Find every line in the records below that contains the string "mirror", and copy each of those lines.

━━━━━ INPUT ROWS ━━━━━

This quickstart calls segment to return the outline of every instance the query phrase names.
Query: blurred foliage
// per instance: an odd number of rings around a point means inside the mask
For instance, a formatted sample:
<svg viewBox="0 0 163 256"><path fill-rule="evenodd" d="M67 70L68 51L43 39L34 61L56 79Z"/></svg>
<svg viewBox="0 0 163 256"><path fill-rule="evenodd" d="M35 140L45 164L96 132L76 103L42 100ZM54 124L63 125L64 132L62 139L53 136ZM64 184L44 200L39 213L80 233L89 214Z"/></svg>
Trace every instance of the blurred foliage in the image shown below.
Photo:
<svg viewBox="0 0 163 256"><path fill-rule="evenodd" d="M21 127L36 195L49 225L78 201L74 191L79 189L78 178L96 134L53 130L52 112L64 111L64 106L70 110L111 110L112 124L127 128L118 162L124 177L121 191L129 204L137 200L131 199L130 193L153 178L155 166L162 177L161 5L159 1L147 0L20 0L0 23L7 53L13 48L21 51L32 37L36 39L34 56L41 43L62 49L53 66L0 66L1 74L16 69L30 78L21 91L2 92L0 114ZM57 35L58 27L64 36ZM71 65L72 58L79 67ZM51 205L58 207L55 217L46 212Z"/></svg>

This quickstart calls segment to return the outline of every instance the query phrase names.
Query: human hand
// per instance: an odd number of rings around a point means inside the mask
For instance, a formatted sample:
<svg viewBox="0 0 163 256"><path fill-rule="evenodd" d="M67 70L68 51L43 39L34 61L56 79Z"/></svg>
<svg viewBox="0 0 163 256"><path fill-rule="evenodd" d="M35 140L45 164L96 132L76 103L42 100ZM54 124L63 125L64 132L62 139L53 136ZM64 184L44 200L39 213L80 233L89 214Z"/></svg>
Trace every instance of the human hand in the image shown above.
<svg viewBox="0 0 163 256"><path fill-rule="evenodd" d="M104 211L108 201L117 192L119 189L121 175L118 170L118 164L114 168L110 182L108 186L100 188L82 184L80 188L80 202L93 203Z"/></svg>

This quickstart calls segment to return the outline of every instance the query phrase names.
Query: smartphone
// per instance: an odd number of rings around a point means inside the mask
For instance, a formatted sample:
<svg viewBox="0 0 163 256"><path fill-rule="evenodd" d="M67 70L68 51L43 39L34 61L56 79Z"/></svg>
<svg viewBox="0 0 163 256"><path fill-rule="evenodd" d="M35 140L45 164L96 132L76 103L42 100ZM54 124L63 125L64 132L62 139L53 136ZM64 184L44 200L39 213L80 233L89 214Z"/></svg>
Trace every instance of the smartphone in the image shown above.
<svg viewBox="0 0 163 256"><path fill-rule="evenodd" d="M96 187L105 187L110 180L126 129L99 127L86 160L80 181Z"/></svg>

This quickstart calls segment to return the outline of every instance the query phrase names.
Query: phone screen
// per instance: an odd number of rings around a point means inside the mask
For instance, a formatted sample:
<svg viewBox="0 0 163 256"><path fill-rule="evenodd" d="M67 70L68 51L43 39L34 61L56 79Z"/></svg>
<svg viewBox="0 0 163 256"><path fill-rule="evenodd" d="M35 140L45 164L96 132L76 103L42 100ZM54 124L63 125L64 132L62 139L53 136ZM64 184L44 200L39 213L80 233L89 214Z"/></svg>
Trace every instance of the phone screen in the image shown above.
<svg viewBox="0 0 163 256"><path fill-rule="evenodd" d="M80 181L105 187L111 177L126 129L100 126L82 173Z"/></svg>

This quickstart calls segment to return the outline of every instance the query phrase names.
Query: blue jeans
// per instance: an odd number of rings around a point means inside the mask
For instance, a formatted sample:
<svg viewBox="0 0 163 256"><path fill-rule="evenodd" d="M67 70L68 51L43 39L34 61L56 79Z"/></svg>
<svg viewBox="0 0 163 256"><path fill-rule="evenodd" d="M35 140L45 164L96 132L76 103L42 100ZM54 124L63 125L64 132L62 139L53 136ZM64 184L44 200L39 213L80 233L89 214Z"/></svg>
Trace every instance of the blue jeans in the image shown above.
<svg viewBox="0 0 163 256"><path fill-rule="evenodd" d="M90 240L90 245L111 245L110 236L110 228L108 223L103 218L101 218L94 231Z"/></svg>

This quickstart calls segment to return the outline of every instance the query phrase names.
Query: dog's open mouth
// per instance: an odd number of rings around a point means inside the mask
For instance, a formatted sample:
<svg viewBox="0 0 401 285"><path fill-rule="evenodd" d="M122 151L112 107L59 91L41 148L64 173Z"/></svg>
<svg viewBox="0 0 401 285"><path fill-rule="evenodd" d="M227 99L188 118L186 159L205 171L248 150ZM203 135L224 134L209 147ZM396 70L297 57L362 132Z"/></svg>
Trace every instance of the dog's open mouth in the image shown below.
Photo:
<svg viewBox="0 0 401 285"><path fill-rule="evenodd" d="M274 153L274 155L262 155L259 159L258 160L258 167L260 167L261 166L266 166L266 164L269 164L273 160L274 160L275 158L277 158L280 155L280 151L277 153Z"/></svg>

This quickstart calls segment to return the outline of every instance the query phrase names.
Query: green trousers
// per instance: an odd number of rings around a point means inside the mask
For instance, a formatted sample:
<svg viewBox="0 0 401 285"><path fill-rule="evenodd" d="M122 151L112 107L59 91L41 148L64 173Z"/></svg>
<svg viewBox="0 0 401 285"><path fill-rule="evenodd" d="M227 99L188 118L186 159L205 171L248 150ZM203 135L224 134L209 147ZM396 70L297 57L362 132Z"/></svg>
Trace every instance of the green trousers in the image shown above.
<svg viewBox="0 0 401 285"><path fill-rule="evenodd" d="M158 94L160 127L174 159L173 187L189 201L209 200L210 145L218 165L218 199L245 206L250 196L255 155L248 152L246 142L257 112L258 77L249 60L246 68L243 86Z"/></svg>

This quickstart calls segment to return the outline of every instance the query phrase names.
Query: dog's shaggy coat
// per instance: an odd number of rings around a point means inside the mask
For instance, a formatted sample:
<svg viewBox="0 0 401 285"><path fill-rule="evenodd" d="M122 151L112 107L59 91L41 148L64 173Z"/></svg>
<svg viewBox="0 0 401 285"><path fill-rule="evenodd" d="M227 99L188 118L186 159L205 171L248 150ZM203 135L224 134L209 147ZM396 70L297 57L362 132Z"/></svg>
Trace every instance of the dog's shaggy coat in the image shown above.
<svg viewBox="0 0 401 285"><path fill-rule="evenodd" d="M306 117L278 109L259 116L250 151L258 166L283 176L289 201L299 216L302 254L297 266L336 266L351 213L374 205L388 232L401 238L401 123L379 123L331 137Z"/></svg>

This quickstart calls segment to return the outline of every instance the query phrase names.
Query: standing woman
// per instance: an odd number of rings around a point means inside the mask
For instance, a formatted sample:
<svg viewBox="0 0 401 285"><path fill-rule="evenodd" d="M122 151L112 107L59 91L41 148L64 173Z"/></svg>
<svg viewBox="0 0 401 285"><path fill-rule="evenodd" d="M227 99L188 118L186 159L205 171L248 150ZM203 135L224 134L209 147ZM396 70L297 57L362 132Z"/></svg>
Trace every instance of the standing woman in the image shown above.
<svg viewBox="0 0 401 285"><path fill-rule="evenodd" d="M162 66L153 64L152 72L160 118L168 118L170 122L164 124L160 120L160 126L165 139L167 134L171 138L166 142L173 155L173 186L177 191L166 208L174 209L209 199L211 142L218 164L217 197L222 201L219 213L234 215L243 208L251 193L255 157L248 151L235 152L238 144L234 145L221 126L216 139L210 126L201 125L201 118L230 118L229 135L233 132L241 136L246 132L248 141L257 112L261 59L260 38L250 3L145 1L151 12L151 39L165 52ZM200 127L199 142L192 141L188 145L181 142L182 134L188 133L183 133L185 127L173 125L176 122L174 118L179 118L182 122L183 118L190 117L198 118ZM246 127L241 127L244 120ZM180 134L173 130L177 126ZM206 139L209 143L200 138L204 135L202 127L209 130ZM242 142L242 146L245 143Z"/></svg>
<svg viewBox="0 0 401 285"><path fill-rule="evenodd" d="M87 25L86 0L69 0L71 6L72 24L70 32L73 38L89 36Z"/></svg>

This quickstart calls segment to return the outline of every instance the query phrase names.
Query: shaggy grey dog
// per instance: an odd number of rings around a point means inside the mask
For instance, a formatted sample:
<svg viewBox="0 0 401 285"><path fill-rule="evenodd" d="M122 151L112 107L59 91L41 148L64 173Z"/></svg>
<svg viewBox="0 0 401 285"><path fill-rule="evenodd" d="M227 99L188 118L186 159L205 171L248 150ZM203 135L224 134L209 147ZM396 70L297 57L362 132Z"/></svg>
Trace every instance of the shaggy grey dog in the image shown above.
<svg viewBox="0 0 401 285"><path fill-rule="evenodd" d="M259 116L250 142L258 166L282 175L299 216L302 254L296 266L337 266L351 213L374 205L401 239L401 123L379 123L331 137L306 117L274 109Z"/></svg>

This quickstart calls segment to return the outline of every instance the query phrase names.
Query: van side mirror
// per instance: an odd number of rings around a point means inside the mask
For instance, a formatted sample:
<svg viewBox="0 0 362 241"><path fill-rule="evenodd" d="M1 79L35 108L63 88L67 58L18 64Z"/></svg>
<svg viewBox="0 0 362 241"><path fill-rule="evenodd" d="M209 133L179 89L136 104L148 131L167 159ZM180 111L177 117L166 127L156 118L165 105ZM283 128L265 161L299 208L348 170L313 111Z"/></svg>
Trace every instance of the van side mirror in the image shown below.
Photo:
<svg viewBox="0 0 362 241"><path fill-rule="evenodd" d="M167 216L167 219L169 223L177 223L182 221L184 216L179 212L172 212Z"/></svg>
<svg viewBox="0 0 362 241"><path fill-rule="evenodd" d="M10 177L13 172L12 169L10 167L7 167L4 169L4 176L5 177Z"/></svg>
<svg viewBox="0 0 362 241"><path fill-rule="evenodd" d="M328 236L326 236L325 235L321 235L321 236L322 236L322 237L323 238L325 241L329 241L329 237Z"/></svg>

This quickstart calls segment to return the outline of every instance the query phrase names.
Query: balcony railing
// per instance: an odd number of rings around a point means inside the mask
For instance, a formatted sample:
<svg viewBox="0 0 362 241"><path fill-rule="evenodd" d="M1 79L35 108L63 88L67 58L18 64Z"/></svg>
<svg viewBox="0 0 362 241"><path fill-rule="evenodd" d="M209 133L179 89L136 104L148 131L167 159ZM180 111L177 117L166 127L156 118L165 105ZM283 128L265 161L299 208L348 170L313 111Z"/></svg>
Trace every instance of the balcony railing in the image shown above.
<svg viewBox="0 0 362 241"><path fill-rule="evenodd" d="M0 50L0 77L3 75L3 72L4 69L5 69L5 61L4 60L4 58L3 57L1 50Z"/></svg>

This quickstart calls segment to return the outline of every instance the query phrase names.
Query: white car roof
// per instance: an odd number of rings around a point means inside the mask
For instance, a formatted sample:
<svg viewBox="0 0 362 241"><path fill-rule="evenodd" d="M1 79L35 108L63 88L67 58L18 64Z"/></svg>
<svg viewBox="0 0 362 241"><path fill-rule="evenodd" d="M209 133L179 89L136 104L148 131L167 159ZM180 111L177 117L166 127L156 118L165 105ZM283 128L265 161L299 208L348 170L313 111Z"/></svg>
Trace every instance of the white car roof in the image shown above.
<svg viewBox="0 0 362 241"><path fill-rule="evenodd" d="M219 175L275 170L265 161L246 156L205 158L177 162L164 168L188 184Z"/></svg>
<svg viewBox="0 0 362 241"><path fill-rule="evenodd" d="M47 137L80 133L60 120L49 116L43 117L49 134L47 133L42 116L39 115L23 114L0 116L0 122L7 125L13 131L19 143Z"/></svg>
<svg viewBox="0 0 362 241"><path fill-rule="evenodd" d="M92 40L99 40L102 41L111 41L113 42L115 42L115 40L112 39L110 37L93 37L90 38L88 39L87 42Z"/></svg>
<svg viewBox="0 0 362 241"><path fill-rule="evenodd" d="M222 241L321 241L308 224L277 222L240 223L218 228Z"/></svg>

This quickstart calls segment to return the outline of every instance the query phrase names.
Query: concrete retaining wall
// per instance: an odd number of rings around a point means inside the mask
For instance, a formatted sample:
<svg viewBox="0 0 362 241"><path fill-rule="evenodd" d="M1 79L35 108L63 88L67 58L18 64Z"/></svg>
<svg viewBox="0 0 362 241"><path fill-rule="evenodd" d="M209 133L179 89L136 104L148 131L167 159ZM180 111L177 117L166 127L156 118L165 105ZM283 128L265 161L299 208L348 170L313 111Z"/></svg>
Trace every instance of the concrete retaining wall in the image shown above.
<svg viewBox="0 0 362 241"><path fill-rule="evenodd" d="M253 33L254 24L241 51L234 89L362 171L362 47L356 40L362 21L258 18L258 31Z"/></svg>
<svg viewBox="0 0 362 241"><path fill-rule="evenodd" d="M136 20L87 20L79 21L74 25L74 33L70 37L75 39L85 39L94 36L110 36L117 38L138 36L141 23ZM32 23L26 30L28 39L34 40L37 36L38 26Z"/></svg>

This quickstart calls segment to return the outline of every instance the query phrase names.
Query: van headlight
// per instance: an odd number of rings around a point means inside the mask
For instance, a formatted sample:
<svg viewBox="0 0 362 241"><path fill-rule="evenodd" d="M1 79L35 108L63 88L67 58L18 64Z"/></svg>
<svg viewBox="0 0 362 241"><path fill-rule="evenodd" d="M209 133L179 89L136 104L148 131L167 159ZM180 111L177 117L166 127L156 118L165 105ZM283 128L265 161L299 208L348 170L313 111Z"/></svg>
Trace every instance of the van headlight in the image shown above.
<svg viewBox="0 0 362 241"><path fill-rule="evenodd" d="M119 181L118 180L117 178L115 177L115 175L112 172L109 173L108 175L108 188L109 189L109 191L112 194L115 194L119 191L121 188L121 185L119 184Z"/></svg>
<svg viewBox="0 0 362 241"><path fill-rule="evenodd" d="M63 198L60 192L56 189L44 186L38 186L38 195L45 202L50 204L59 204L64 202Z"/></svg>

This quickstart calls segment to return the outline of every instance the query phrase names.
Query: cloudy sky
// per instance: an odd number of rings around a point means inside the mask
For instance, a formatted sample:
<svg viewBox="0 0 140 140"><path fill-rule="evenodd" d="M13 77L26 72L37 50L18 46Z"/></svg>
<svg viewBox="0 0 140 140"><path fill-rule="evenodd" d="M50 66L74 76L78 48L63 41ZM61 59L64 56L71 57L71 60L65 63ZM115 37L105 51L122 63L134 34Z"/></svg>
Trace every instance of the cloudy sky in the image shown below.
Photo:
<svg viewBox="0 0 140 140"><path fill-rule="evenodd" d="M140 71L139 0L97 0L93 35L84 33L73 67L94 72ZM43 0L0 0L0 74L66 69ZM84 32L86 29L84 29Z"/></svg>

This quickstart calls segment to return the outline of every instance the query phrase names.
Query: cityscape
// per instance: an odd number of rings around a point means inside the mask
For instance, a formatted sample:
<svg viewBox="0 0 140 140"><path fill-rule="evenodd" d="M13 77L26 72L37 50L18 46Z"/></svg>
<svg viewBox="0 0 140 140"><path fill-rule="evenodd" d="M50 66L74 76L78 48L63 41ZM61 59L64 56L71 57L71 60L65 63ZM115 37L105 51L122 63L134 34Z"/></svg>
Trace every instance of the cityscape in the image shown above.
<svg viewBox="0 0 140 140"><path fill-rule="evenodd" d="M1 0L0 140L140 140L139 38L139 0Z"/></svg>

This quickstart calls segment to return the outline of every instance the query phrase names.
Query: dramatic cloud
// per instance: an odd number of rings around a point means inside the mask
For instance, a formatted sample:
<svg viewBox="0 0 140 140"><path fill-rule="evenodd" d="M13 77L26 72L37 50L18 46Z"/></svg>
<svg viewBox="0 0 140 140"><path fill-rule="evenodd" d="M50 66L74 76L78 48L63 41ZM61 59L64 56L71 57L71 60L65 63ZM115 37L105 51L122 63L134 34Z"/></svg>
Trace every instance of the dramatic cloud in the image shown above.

━━━━━

**TASK SOLUTION**
Query: van side mirror
Trace every instance of the van side mirror in the image shown below.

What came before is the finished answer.